### Source passage

The United States has expressed concern about a recent Russian airlift to Syria that is believed to have included military hardware and soldiers.

“If Russia had not supported Syria, the situation in this country would have been worse than in Libya,” Mr. Putin said, and the flood of refugees would have been even higher.” .

Pentagon officials say that Russia has sent some of its most modern battle tanks and other equipment to an airfield near President Bashar al-Assad’s hometown, Latakia, in western Syria, possibly to secure the area as a base for airstrikes in support of the government.

Speaking at a regional security conference in Dushanbe, the capital of Tajikistan, Mr. Putin did not address those assertions, but he said that Russian efforts to stiffen the military backbone of Mr. Assad’s government were the best hope to defeat Islamic State militants.

“It’s obvious that without the Syrian authorities and the military playing an active role, without the Syrian Army fighting Islamic State ‘on the ground,’ it’s impossible to drive terrorists from this country and from the region as a whole,” Mr. Putin said.

“We are supporting the government of Syria in the fight against a terrorist aggression, are offering and will continue to offer it necessary military and technical assistance,” he added.

Mr. Putin urged other nations and moderate elements in the Syrian opposition to follow Russia’s example by aligning with the Assad government to defeat the Islamic State, saying Mr. Assad was ready for political compromise with “the healthy part of the opposition.”

Russian officials have characterized the airlift as a humanitarian aid mission, while openly acknowledging, as they have for years, that the government is providing weapons to the Syrian military, a longtime client of the Russian arms industry.

The newspaper Vedomosti, citing an unidentified official described as being close to the Defense Ministry, said on Tuesday that a Russian “military guard” had accompanied an Antonov cargo aircraft to the Latakia field.

The immediate goal in Latakia is to secure and improve the landing strip with new lighting and radio equipment so that it can receive humanitarian aid and military hardware shipments, the newspaper reported.

### Exercises to complete
1. Reproduce a section of the news passage on the Russian airlift to Syria word for word. Begin at the words "The newspaper Vedomosti, citing" and stop after "the Latakia field.".
2. According to the news passage on the Russian airlift to Syria, in what city was the regional security conference where Mr. Putin spoke?

### Record excerpts
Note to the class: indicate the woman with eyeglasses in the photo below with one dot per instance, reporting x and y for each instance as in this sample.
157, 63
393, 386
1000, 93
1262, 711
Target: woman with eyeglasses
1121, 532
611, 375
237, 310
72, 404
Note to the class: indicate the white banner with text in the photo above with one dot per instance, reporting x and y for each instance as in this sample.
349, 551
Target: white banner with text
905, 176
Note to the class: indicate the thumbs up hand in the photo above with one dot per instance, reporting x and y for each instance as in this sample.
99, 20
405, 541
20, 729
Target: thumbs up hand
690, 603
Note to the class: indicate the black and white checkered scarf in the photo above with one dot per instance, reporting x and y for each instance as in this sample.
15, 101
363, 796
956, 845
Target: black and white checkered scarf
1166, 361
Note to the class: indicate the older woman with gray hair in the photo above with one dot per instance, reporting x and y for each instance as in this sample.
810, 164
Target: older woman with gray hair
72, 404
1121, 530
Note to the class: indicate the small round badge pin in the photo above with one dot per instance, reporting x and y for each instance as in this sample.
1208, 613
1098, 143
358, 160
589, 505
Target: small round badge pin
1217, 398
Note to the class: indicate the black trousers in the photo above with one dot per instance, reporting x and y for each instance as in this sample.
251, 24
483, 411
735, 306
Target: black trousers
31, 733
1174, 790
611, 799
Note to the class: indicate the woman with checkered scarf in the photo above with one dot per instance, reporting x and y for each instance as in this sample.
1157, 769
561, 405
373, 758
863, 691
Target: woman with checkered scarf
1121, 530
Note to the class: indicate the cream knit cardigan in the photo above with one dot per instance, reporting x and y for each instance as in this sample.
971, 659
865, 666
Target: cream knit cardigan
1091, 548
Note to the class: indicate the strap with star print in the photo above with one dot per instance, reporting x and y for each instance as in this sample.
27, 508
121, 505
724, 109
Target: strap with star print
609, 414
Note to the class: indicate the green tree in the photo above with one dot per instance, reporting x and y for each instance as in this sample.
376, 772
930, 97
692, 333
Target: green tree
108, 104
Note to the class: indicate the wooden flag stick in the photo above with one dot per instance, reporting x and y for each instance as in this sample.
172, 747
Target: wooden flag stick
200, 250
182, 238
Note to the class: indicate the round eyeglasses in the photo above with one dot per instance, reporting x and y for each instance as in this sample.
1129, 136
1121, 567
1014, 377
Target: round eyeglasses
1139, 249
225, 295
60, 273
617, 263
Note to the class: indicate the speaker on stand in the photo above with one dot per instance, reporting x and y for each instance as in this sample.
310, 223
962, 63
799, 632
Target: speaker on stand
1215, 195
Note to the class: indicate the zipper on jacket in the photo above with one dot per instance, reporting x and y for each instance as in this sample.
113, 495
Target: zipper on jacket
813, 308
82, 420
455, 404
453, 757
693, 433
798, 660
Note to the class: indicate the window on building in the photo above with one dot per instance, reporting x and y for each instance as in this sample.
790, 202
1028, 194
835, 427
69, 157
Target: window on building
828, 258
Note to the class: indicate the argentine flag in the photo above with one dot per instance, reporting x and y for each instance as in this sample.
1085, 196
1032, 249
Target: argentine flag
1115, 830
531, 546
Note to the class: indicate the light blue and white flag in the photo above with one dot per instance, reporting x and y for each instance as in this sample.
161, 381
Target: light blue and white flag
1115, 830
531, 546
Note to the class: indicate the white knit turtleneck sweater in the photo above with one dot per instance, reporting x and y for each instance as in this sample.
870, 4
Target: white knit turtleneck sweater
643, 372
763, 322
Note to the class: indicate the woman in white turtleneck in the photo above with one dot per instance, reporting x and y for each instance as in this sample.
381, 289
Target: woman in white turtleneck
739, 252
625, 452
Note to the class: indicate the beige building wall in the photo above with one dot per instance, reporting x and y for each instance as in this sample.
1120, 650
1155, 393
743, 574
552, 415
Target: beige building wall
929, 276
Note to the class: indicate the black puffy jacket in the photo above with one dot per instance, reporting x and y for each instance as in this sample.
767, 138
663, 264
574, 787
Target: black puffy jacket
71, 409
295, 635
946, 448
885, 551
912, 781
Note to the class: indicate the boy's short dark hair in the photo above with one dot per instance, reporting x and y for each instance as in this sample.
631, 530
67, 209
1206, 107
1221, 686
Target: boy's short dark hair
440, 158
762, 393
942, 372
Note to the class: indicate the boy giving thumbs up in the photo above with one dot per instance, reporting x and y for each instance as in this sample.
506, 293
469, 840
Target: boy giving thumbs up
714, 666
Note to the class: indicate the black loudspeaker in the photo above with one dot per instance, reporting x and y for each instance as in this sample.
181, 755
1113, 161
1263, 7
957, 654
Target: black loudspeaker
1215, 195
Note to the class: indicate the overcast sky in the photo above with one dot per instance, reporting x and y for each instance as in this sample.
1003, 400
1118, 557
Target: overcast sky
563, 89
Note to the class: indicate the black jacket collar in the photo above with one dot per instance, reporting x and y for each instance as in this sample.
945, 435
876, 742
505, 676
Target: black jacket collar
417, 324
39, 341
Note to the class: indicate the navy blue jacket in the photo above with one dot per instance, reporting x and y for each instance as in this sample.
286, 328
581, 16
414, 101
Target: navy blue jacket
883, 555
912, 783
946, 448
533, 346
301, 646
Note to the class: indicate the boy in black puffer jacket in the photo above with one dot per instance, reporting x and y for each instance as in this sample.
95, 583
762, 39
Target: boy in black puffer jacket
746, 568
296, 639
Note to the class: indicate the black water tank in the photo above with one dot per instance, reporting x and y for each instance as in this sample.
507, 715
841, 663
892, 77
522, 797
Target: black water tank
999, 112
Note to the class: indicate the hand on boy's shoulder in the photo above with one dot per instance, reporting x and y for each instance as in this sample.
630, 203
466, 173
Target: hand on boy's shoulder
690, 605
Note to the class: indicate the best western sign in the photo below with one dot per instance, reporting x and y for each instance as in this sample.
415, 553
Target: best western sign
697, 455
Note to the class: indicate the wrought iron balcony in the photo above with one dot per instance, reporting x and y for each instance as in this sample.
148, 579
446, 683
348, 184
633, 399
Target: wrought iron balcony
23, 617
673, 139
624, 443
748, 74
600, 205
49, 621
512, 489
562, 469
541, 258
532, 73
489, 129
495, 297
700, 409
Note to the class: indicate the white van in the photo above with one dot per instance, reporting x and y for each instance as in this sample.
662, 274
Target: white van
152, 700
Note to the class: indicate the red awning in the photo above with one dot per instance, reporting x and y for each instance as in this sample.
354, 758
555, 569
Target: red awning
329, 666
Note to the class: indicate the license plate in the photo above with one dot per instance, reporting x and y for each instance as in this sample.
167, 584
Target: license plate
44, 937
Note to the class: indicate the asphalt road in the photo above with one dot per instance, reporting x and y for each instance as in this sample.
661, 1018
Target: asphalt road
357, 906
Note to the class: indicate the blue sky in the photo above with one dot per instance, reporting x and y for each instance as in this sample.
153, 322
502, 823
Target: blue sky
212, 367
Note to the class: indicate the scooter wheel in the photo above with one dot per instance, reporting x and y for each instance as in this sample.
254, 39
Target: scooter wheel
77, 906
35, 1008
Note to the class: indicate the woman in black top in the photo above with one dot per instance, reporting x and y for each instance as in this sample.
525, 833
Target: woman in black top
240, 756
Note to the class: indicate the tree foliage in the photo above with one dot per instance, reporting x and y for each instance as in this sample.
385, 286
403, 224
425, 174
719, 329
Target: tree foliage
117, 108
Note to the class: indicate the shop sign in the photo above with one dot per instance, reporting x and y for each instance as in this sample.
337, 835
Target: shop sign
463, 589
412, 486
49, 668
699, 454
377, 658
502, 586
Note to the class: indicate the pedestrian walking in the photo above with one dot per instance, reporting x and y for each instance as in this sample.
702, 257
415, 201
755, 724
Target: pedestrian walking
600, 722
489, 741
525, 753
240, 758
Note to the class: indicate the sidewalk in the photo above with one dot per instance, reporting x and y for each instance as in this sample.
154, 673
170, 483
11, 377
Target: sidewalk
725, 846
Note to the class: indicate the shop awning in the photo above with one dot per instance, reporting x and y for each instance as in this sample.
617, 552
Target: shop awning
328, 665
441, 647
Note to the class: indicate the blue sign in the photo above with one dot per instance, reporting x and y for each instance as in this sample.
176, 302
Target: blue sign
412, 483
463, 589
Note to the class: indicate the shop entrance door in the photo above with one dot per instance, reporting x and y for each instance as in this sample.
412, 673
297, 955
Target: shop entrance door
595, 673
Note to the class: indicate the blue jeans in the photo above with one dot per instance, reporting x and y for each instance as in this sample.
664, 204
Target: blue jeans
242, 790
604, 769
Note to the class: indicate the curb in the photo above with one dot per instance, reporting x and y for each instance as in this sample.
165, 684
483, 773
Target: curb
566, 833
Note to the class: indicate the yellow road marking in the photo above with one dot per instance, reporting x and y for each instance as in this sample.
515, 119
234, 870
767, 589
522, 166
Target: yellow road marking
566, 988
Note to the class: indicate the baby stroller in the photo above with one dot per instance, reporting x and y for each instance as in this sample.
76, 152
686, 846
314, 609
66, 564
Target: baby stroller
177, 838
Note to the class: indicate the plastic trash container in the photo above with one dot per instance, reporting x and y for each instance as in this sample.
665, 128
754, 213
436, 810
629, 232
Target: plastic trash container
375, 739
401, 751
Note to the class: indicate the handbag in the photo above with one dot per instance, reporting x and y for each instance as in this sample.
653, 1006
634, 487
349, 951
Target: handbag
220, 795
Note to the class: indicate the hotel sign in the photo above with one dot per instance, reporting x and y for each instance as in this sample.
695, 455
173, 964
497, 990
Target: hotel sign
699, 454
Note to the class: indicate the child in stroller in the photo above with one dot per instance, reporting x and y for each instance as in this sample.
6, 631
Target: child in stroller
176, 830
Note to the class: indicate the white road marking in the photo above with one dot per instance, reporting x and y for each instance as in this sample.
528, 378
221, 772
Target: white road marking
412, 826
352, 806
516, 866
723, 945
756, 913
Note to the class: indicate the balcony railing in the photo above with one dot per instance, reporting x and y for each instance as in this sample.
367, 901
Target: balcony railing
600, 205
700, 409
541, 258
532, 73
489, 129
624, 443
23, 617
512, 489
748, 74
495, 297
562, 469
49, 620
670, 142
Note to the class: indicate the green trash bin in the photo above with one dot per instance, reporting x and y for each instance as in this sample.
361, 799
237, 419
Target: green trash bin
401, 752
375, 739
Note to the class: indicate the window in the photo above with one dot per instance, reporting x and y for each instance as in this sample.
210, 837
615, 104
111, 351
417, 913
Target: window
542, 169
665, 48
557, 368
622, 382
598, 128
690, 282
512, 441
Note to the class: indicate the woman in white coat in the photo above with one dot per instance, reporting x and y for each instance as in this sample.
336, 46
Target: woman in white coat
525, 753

### Written answers
1.
The newspaper Vedomosti, citing an unidentified official described as being close to the Defense Ministry, said on Tuesday that a Russian “military guard” had accompanied an Antonov cargo aircraft to the Latakia field.

2. Dushanbe, the capital of Tajikistan.